» **Problem to solve**: Would you copy out the whole listing exactly as given?

» **Input data**:
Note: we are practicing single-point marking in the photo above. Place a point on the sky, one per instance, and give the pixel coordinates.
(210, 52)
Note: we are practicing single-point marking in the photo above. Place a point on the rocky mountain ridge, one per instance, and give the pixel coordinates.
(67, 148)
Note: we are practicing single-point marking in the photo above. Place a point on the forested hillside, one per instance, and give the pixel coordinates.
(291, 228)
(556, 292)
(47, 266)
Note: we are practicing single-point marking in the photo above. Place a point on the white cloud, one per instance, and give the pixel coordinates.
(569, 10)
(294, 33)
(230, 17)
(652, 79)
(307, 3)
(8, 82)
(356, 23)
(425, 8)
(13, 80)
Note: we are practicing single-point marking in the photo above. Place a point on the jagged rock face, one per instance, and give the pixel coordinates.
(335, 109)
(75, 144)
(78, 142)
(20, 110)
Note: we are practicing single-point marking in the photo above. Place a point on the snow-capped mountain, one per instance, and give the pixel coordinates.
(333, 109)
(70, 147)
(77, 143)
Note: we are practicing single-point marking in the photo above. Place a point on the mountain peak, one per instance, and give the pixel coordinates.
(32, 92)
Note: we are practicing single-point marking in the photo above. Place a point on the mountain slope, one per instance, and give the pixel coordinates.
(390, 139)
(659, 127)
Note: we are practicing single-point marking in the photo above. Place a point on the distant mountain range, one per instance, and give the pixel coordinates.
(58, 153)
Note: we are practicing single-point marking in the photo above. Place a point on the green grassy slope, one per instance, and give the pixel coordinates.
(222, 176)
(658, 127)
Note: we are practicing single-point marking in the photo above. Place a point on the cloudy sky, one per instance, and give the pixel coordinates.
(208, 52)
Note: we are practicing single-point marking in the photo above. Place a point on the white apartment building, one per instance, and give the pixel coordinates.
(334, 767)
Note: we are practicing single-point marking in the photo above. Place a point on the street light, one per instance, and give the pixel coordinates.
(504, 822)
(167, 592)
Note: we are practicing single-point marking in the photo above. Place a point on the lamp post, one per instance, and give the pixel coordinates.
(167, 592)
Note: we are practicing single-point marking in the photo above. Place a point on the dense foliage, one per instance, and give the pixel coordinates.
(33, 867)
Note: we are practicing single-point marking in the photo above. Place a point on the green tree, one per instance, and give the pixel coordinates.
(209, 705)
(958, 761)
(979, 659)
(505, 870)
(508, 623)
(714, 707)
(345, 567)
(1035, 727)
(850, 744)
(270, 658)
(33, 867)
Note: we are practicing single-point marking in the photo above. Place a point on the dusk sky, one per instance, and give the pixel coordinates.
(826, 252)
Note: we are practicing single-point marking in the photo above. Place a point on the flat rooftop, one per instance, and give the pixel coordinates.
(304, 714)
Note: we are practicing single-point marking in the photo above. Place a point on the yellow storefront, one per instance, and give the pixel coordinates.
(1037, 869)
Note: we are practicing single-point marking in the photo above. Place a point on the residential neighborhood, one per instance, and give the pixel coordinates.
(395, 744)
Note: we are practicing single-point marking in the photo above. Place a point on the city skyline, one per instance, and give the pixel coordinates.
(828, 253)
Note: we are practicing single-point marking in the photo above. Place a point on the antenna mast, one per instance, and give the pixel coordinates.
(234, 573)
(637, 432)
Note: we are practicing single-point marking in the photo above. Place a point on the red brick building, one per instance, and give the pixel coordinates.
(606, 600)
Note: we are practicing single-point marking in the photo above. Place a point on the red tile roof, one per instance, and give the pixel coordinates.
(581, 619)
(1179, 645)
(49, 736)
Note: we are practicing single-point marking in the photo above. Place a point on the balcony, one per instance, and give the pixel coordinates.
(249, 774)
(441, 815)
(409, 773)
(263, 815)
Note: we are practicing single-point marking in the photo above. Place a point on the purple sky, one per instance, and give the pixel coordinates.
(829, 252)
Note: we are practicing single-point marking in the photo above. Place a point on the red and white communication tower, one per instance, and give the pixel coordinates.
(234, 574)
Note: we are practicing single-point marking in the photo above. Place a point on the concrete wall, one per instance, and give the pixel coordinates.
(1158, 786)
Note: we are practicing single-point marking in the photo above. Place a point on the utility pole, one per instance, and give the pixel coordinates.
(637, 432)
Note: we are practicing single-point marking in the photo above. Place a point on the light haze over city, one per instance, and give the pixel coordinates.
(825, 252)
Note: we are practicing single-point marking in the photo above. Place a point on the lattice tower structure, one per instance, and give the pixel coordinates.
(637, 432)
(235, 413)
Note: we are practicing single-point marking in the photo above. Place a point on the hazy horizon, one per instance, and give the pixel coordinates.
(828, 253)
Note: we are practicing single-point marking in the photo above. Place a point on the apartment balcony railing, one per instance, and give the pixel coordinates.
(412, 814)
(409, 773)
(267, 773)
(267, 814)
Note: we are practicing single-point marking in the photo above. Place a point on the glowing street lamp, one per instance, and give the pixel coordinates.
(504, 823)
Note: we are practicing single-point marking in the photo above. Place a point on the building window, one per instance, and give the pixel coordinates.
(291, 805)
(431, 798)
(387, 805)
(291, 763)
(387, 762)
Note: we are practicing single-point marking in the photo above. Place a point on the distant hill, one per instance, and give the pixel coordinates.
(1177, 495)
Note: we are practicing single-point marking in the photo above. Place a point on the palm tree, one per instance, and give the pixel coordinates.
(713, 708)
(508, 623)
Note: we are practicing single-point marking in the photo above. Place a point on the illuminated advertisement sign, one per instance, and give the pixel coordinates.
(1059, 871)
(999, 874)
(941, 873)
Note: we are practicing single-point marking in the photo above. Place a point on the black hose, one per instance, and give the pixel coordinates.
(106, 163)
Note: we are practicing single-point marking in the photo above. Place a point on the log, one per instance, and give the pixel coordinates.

» **Reply**:
Note: we are practicing single-point marking in the photo above. Place a point on the sky, one per instance, and give the pixel coordinates.
(210, 52)
Note: we are practicing single-point marking in the photo above. Place a point on the rocky mountain ridge, one per instance, and give the pixel coordinates.
(67, 148)
Note: we are practicing single-point marking in the photo above. Place a point on the forested hillside, one per instance, and give the pixel coordinates.
(291, 228)
(556, 292)
(47, 266)
Note: we are practicing single-point marking in the photo above. Place a point on the white cloud, one per instance, and give the pixel coordinates.
(569, 10)
(294, 33)
(230, 17)
(652, 79)
(307, 3)
(8, 82)
(356, 23)
(425, 8)
(13, 80)
Note: we are practicing single-point marking in the photo above. Place a point on the jagged rock face, one per instance, and give the pixel coordinates.
(335, 109)
(75, 144)
(78, 142)
(20, 110)
Note: we are practicing single-point marking in the photo above. Place a point on the snow-capped mountain, one per instance, and give the pixel coordinates.
(333, 109)
(70, 147)
(77, 143)
Note: we are practicing single-point marking in the photo above. Place a point on the mountain peak, one per instance, and give the pixel coordinates.
(32, 92)
Note: we are practicing single-point marking in the photo above. Place a point on the mountain slope, one per instance, and give the pixel coordinates.
(390, 139)
(659, 127)
Note: we are practicing single-point marking in the photo above. Place a point on the distant mountain range, one per instance, and give the pixel coordinates.
(58, 153)
Note: we are practicing single-point marking in the photo above. Place a point on the green grassy slope, one per instance, and give the pixel coordinates.
(222, 176)
(658, 127)
Note: we are practicing single-point marking in the photo above. Place a point on the cloudy sky, one per instance, and give the pixel coordinates.
(208, 52)
Note: we are practicing single-point marking in the photo above. Place a point on the white apartment building, one per instance, and give the pixel coordinates.
(334, 767)
Note: we are practicing single-point marking in the photo above. Place a point on the street light, one per instance, and give the pixel coordinates.
(504, 822)
(167, 592)
Note: we are practicing single-point marking in the photo above. Place a point on the lamp post, one per instance, and give the pixel coordinates.
(167, 592)
Note: we are practicing single-point marking in the photo above. Place a point on the dense foliage, one per instance, and give the pixel coordinates.
(33, 867)
Note: we are practicing single-point marking in the photo above. Place a point on the green tree, one per instance, and give the pixel coordinates.
(209, 705)
(958, 761)
(979, 659)
(505, 870)
(508, 623)
(714, 707)
(345, 567)
(1035, 727)
(850, 744)
(270, 658)
(33, 867)
Note: we are practicing single-point marking in the photo above. Place a point on the dusk sky, one per instance, and give the pixel coordinates.
(826, 252)
Note: we are practicing single-point marking in the photo above. Place a point on the flat rooftop, one per instance, and give the pixel coordinates.
(304, 714)
Note: we are practicing single-point marking in the photo above. Place a point on the yellow storefront, one per instance, and give the pixel coordinates.
(1037, 869)
Note: we are practicing single-point marking in the photo above. Place a point on the residential neighborhood, one per instance, and give the pixel coordinates.
(395, 744)
Note: we are practicing single-point marking in the photo above. Place a point on the city skyline, one per instance, and give the pixel coordinates.
(828, 253)
Note: we are practicing single-point marking in the photo above. Place a point on the antenna mast, one per instance, and give the pixel coordinates.
(234, 573)
(637, 432)
Note: we are practicing single-point marking in the photo above. Place a point on the red brick building, one per instance, and give the pixel coordinates.
(606, 600)
Note: we are practicing single-point marking in the photo above. Place a point on the red tile roof, one per instance, and give the pixel coordinates.
(581, 619)
(1179, 645)
(49, 736)
Note: we are practicing single-point marking in the photo above. Place a point on the balcony, one per instance, and give the pixel coordinates.
(249, 774)
(441, 815)
(409, 773)
(263, 815)
Note: we are practicing single-point marking in the photo above. Place a point on the purple sky, one per instance, and give the pixel coordinates.
(829, 252)
Note: we are practicing single-point marking in the photo above. Place a point on the red and white communication tower, one per instance, and give the pixel coordinates.
(234, 574)
Note: we are practicing single-point marking in the photo above. Place a point on the concrete wall, one per instance, and give the pixel coordinates.
(1158, 786)
Note: we are practicing single-point marking in the photo above. Place a point on the utility pole, one per instance, and give the pixel coordinates.
(637, 432)
Note: we are practicing single-point marking in the photo above. Place a point on the light haze over city, one per instance, and give the pixel coordinates.
(825, 252)
Note: we are practicing single-point marking in the photo above. Place a point on the lattice tower structure, one per instance, and give the pixel coordinates.
(637, 432)
(235, 413)
Note: we are practicing single-point marking in the photo above. Place a point on the hazy horizon, one per instance, and give the pixel coordinates.
(828, 253)
Note: we are practicing single-point marking in the photo above. Place a point on the apartment balcony railing, one per instance, and give the pixel coordinates.
(412, 814)
(409, 773)
(267, 773)
(267, 814)
Note: we are practicing single-point marking in the photo above. Place a point on the glowing street lamp, one per instance, and give the pixel coordinates.
(504, 823)
Note: we are practicing single-point marking in the photo above. Place a point on the building window, one per instance, and give the pixel coordinates.
(291, 805)
(431, 798)
(387, 805)
(291, 763)
(387, 762)
Note: we are practicing single-point marking in the photo above. Place a point on the distant hill, one per instance, and give the pixel coordinates.
(1177, 495)
Note: we are practicing single-point marking in the photo above. Place a point on the palm tree, one per instance, and give the pixel coordinates.
(713, 708)
(508, 623)
Note: we are practicing single-point marking in the photo above. Place a point on the illuminated advertisement sign, one per instance, and give the pixel coordinates.
(1059, 871)
(999, 874)
(941, 873)
Note: we are practicing single-point marking in the photo above. Place a point on the black hose, one per instance, and give the pixel coordinates.
(106, 163)
Note: we are practicing single-point marking in the photo above. Place a point on the log, one per instance, and give the pixel coordinates.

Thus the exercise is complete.